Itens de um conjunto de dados
:::::

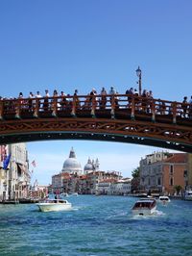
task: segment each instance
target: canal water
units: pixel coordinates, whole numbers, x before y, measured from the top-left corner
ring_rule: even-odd
[[[157,204],[132,217],[136,198],[67,197],[73,210],[39,212],[36,204],[0,205],[0,255],[192,255],[192,202]]]

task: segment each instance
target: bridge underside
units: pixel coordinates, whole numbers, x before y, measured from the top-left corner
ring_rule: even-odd
[[[51,140],[87,140],[126,142],[169,148],[192,153],[192,135],[188,129],[143,121],[56,118],[2,121],[0,143]]]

:::::

● O QUE FAZER
Transcreva literalmente todas as linhas dos itens acima, sem incluir as imagens na resposta.

● SOLUÇÃO DA TAREFA
task: segment each instance
target: canal water
units: pixel coordinates, whole numbers, x before y, measured from the top-left corner
ring_rule: even-odd
[[[157,204],[132,217],[136,198],[67,197],[73,210],[39,212],[36,204],[0,205],[0,255],[192,255],[192,202]]]

task: segment each instance
target: bridge underside
units: pixel coordinates, whole numbers, x before y, measured from the top-left corner
ring_rule: even-odd
[[[51,140],[87,140],[126,142],[169,148],[192,153],[192,135],[188,129],[143,121],[56,118],[2,121],[0,143]]]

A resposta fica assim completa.